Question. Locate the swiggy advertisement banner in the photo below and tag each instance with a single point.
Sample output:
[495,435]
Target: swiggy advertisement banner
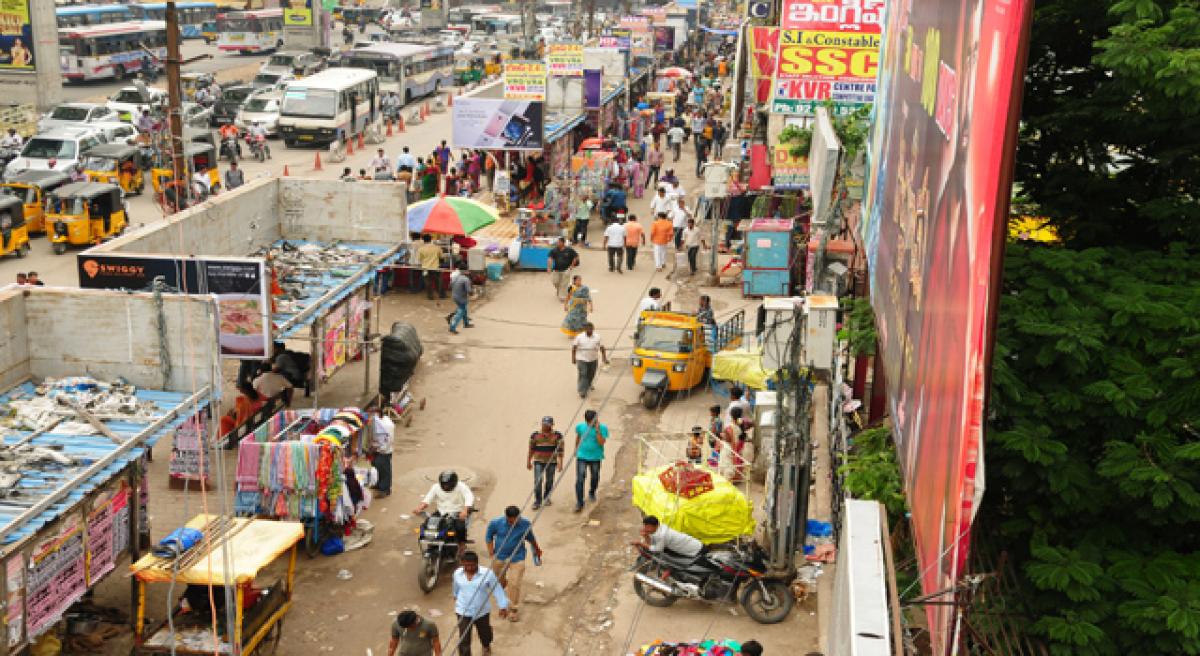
[941,160]
[828,50]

• _EXERCISE_
Write out every line of the listing above verbatim, omitting the pictures.

• _ANSWER_
Question. Locate the swiggy advertisement banner in the photo below and tag each instance with a single point.
Sample output:
[495,435]
Target: swiggy advertisement banner
[941,160]
[828,50]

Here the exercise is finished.